任务要求:
a) 修改原文：把从“g.edata['type'] = torch.Tensor(edge_type)”往下直到“个，二阶邻居采样 25 个。”的全部内容重写一遍，其中的“neighbor_nums”一律改成“num_neighbors”。
b) 从这段 DGL 图邻居采样代码停下的地方接着往下写。

原文:
---*---
In [1]:
from sklearn.metrics import roc_auc_score
from sklearn.preprocessing import StandardScaler

import numpy as np
import pandas as pd
import torch
import torch.nn as nn
import torch.nn.functional as F
from torch.utils.data import IterableDataset, DataLoader
import dgl
import dgl.nn as dglnn
from tqdm import trange

from collections import Counter

Using backend: pytorch


In [2]:
data = np.load('./phase1_gdata.npz')

node_feat = data['x']
node_label = data['y']
edge_pair = data['edge_index']
edge_type = data['edge_type']
edge_time = data['edge_timestamp']
    
train_mask = data['train_mask']
test_mask = data['test_mask']

g = dgl.graph(edge_pair.tolist())
# ss = StandardScaler()
# g.ndata['feat'] = torch.Tensor(ss.fit_transform(node_feat))
g.ndata['feat'] = torch.Tensor(node_feat)
g.ndata['label'] = torch.Tensor(node_label)
g.edata['type'] = torch.Tensor(edge_type)
g.edata['time'] = torch.Tensor(edge_time)
g

Graph(num_nodes=4059035, num_edges=4962032,
      ndata_schemes={'feat': Scheme(shape=(17,), dtype=torch.float32), 'label': Scheme(shape=(), dtype=torch.float32)}
      edata_schemes={'type': Scheme(shape=(), dtype=torch.float32), 'time': Scheme(shape=(), dtype=torch.float32)})

In [3]:
class NeighborSampler(object):
    def __init__(self, g, neighbor_nums):
        """
        g 为 DGLGraph；
        fanouts 为采样节点的数量，实验使用 10,25，指一阶邻居采样 10 个，二阶邻居采样 25 个。
        """
        self.g = g
        self.neighbor_nums = neighbor_nums

    def sample_blocks(self, nodes):
        nodes = torch.LongTensor(nodes)
---*---
原始数据:
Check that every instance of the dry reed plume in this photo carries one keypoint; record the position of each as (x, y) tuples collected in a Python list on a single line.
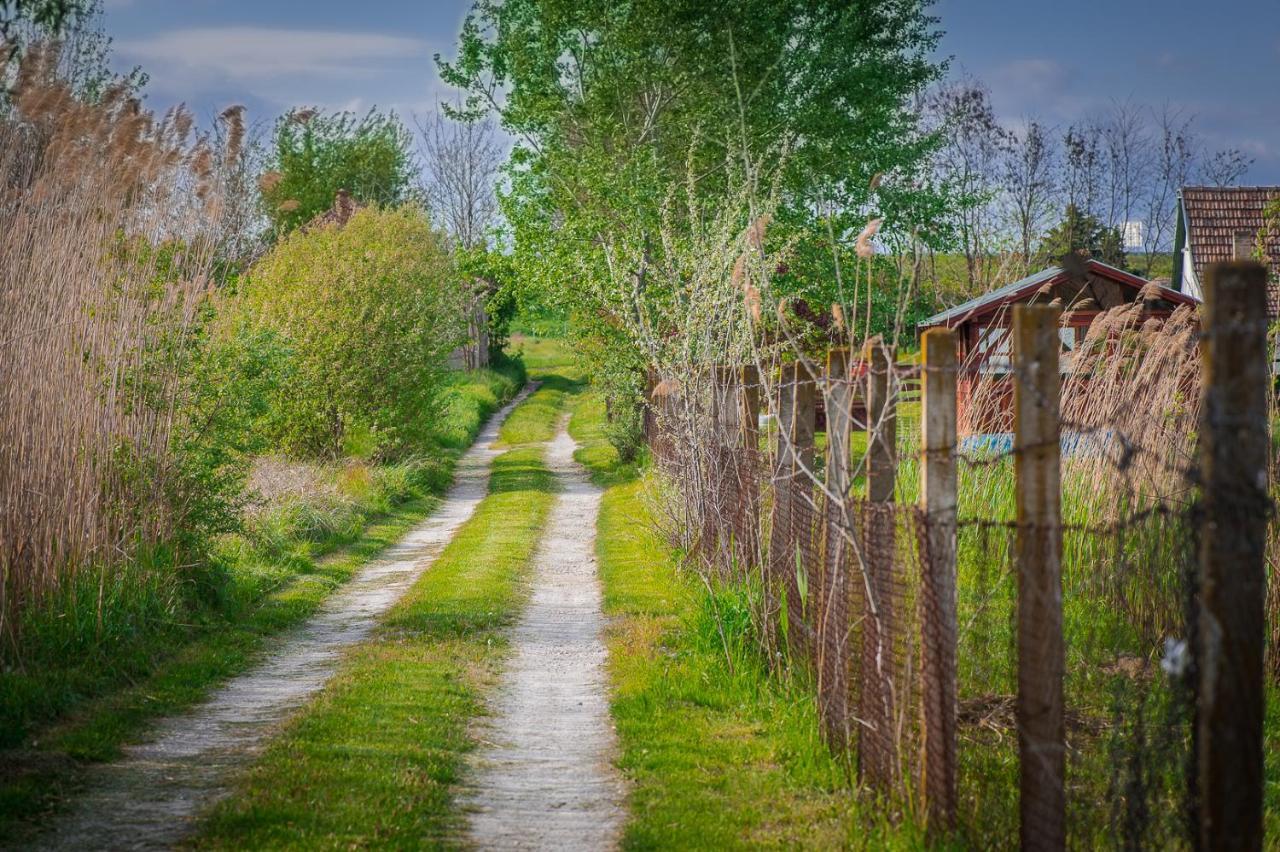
---*---
参考答案:
a)
g.edata['type'] = torch.Tensor(edge_type)
g.edata['time'] = torch.Tensor(edge_time)
g

Graph(num_nodes=4059035, num_edges=4962032,
      ndata_schemes={'feat': Scheme(shape=(17,), dtype=torch.float32), 'label': Scheme(shape=(), dtype=torch.float32)}
      edata_schemes={'type': Scheme(shape=(), dtype=torch.float32), 'time': Scheme(shape=(), dtype=torch.float32)})

In [3]:
class NeighborSampler(object):
    def __init__(self, g, num_neighbors):
        """
        g 为 DGLGraph；
        fanouts 为采样节点的数量，实验使用 10,25，指一阶邻居采样 10 个，二阶邻居采样 25 个。

b)
        blocks = []
        for neighbor_num in self.neighbor_nums: 
            # sample_neighbors 可以对每一个种子的节点进行邻居采样并返回相应的子图
            # replace=True 表示用采样后的邻居节点代替所有邻居节点
            frontier = dgl.sampling.sample_neighbors(g, nodes, neighbor_num, replace=True)
            # 将图转变为可以用于消息传递的二部图（源节点和目的节点）
            # 其中源节点的 id 也可能包含目的节点的 id（原因上面说了）
            # 转变为二部图主要是为了方便进行消息传递
            block = dgl.to_block(frontier, nodes)
            # 获取新图的源节点作为种子节点，为下一层作准备
            # 之所以是从 src 中获取种子节点，是因为采样操作相对于聚合操作来说是一个逆向操作
            nodes = block.srcdata[dgl.NID]
            # 把这一层放在最前面。
            # PS：如果数据量大的话，插入操作是不是不太友好。
            blocks.insert(0, block)
            
        return blocks

In [4]:
train_mask_0 = train_mask[node_label[train_mask]==0]
train_mask_0_sample = np.random.choice(train_mask_0, size=int(len(train_mask_0)/3), replace=False)
train_mask_1 = train_mask[node_label[train_mask]==1]

train_mask_repeat = np.concatenate([train_mask_0_sample, train_mask_1])

In [5]:
batch_size = 256

np.random.shuffle(train_mask_repeat)
train_idx = train_mask_repeat[:int(len(train_mask_repeat)/100*80)]
val_idx = train_mask_repeat[int(len(train_mask_repeat)/100*80):]


sampler = NeighborSampler(g, [10, 5])
dataloader = DataLoader(
    dataset = train_idx,
    batch_size = batch_size,
    collate_fn = sampler.sample_blocks,
    shuffle = True,
    drop_last = False)

# blocks = iter(dataloader).next()

In [10]:
class GraphSAGE(nn.Module):
    def __init__(self, in_feats, n_hidden, n_classes, n_layers, dropout):
        super().__init__()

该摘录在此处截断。